━━━ EXTRACT

To fill this gap, the author proposes an adaptive harmonic model that represents IHR as a sum of time‑varying sinusoidal components (fundamental frequency and its harmonics) with slowly varying amplitudes and phases. The model is mathematically justified under smoothness and frequency‑separation conditions, ensuring that the signal can be decomposed into a deterministic harmonic part (the “rhythmic” component) and a stochastic residual (the “non‑rhythmic” component).

For practical extraction of these components, the work employs a multitaper synchrosqueezing transform (MT‑SST). This advanced time‑frequency analysis technique first reduces spectral leakage by averaging across multiple orthogonal tapers, then re‑assigns energy to instantaneous frequency curves, yielding a high‑resolution time‑varying power spectrum (tvPS). From the tvPS the author computes two quantities: Rhythmic Power (the summed power of identified harmonic ridges) and Non‑rhythmic Power (the remaining background power). The Non‑rhythmic‑to‑Rhythmic Ratio (NRR) is defined as log10(Non‑rhythmic Power / Rhythmic Power). A larger NRR indicates dominance of irregular fluctuations, which the author hypothesizes corresponds to lighter anesthesia or nociceptive stimulation.

━━━━━━
━━━ RECORD EXCERPTS

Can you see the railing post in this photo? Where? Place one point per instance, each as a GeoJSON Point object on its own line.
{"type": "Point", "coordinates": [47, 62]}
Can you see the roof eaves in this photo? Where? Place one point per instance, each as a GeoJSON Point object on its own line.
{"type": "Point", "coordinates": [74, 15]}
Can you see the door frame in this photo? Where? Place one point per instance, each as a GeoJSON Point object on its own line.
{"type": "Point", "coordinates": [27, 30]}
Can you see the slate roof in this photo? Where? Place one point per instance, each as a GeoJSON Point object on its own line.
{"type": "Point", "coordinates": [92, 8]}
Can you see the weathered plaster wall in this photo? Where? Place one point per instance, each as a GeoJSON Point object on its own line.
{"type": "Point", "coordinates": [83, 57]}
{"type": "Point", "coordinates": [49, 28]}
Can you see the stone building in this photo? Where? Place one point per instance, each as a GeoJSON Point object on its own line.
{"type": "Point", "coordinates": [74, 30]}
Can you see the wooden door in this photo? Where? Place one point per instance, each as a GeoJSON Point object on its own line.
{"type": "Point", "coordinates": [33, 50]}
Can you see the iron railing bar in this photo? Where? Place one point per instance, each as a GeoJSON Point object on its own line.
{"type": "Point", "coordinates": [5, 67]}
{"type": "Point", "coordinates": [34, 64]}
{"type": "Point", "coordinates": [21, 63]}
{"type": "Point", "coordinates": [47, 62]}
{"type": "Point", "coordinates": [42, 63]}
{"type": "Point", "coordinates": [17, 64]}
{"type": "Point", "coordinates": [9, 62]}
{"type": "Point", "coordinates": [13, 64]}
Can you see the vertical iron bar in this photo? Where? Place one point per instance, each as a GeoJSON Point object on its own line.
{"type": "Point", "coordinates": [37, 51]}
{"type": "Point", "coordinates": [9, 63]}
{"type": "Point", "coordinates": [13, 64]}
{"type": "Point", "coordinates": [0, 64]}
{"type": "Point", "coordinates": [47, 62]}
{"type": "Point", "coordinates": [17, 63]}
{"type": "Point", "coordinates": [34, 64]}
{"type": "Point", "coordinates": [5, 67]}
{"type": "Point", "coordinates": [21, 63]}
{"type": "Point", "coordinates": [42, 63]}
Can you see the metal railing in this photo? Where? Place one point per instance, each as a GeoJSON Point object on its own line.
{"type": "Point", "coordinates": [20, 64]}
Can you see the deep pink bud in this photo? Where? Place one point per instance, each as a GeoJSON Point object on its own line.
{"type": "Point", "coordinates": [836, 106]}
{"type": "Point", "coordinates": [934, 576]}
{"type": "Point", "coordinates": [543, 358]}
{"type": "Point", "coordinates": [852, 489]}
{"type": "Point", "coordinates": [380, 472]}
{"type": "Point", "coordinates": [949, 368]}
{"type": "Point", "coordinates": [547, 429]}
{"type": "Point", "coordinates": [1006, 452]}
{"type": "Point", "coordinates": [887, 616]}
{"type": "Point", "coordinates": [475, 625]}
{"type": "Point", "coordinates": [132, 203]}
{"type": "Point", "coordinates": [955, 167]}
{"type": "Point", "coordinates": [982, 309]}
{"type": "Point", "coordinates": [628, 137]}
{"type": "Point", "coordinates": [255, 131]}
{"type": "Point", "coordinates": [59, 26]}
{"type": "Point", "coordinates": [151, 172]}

━━━━━━

-- PROBLEM TO SOLVE --
List every abbreviation used in the extract on the adaptive harmonic model. These rows come from a separate source.

-- YOUR RESPONSE --
IHR, MT‑SST, tvPS, NRR